* Material shown
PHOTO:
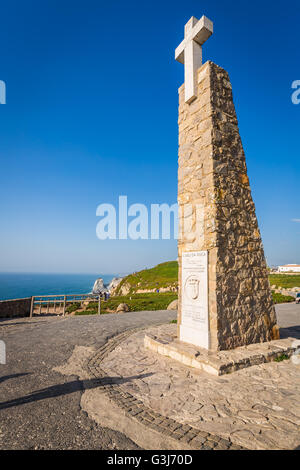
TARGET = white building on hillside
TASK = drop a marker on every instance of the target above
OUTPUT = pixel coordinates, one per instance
(292, 268)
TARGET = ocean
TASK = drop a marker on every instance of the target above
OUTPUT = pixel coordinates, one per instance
(19, 285)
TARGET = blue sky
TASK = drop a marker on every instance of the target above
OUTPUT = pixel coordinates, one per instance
(91, 114)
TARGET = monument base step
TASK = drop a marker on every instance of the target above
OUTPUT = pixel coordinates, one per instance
(219, 362)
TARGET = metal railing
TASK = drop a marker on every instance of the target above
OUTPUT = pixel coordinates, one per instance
(57, 304)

* Set task
From the line containing "TARGET = blue sky" through the last line of the entries, write those lines out again with "marker" changed to "pin" and everything else left the same.

* Response to this task
TARGET = blue sky
TASK = drop a pin on every instance of the target above
OUTPUT = pixel coordinates, one per instance
(91, 114)
TARGET = monument base step
TASK = drop a pin on every instance of the target above
OUTPUT = pixel coordinates, one per instance
(219, 362)
TARGET = metal railing
TASK = drop a pin on every instance of the target above
OUTPUT = pixel coordinates, one per instance
(57, 304)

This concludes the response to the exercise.